Copy every line of the material below word for word.

◆ Supplied data:
begin

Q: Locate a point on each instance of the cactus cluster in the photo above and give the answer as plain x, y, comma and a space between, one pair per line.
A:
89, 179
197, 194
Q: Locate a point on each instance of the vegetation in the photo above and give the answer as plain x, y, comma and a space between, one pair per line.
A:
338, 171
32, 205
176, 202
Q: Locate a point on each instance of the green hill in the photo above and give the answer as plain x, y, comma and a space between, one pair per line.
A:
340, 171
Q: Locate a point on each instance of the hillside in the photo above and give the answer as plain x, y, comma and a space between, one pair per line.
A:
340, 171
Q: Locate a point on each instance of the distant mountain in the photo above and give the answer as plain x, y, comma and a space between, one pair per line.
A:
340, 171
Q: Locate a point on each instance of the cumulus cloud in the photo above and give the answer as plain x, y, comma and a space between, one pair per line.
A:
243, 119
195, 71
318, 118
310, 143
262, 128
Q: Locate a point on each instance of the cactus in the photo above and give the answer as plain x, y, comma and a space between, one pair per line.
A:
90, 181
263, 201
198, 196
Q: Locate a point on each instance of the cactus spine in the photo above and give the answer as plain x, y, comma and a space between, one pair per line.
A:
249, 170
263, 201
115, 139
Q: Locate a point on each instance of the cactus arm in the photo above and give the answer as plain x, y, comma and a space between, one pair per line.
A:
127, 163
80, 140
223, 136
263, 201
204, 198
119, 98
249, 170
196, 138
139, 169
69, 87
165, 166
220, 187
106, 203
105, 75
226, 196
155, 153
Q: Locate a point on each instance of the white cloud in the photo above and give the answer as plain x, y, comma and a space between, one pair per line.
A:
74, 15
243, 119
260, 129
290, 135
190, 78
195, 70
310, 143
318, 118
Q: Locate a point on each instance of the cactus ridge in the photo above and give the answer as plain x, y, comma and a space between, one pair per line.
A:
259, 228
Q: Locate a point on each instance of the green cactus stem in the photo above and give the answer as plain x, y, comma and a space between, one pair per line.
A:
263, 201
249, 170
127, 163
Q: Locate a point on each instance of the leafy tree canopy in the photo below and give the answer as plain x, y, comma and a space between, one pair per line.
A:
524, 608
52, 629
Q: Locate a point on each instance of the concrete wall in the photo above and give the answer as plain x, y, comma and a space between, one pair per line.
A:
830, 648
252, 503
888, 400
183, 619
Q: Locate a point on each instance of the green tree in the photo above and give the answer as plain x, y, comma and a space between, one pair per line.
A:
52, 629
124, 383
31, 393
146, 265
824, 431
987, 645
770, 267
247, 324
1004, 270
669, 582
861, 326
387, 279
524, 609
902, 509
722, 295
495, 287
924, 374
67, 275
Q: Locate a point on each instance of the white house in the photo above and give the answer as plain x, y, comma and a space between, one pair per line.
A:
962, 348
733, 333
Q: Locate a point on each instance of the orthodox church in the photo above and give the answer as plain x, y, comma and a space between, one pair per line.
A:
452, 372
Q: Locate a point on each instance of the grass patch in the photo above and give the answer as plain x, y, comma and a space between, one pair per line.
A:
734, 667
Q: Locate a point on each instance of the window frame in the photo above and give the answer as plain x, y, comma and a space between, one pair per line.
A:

end

◆ Worked answer:
Q: Locate a point on each instance of the cactus cluster in the photo above and give the answer as plain x, y, comma and a space between, one pair per line.
A:
89, 179
197, 194
Q: Locate a point on each instance of the vegetation in the photo above and give the answer as plain x, y, comma and a space between, one pair per line.
A:
338, 171
32, 205
176, 202
Q: Locate a point on each instance of the green hill in the photo above and give the answer as plain x, y, comma and a space between, one pair per line.
A:
340, 171
Q: Locate a point on each instance of the hillside in the photo above and give the answer as plain x, y, comma and a space between, one pair per line.
A:
340, 171
Q: Locate a point on each instance of the distant mountain in the photo above and give the answer as plain x, y, comma and a space between, one pair per line.
A:
340, 171
Q: Locate a point on each instance of the cumulus cloud in the photo above and give the answer as plain x, y, comma and a space between, one pair per line.
A:
243, 119
195, 71
318, 118
310, 143
262, 128
Q: Locate a point on each instance of the cactus in the photo above and give the answer as plain x, y, comma and a space between, one pair per line.
A:
90, 181
263, 201
198, 196
Q: Locate a point on each instance of the cactus spine in the photo above and give the answer as plain x, y, comma and a space between, one pair per line.
A:
249, 170
263, 201
115, 139
Q: Locate a point on each instance of the cactus arm in the photo above and give the answer as plain x, y, comma and a space between, one pair per line.
A:
127, 163
80, 140
223, 136
263, 201
204, 198
119, 98
249, 170
196, 138
139, 169
69, 87
165, 166
220, 187
106, 203
105, 75
226, 196
155, 153
Q: Locate a point on each instance of the white cloud in the photo above and give the answer as plain x, y, comma and a space between, one pair per line.
A:
74, 15
243, 119
260, 129
290, 135
190, 78
195, 70
310, 143
318, 118
Q: Locate a point on each instance of the cactus ridge in the photo above and give the answer as plain x, y, comma and a space between, one pair per line.
A:
259, 228
Q: Locate a point on each instance of the green cactus stem in the photo above and give the answer as plain x, y, comma and a space between, one pair per line.
A:
263, 201
249, 170
127, 163
Q: Locate a point on each instance of the leafy tree canopy in the photo below and give the answer as plain x, y, comma and a space between, one pair per line.
A:
524, 608
52, 629
Q: Locate a point on each instance of the concrete wall in the photo above and give the answer as plain x, y, comma and a space between, one pair per line.
A:
830, 648
252, 503
888, 400
183, 619
Q: Locate a point on each instance of the green tree in the photo above and give the answer as plain x, y, comma and a space between, one pair per line.
A:
52, 629
124, 383
31, 393
146, 265
824, 431
987, 645
770, 267
247, 324
1004, 270
669, 582
861, 326
387, 279
524, 609
902, 509
722, 295
495, 287
924, 374
67, 275
Q: Locate a point on each instance of the white house in the photo above and give the answer as plain x, y, comma and a space between, one pair per line.
A:
962, 348
733, 333
Q: Locate a point on each instance of the orthodox church in the photo above and give the answer as plain x, y, comma and a space between, one pair per line.
A:
452, 372
Q: Locate a point on each instance of the grass patch in the photo above and give the answer as plain x, y, comma and a space between, one pair per line.
A:
734, 667
Q: Locate a point on each instance of the window frame in the photo above and give the answer as plain x, y, comma and a space between, one pair per line.
A:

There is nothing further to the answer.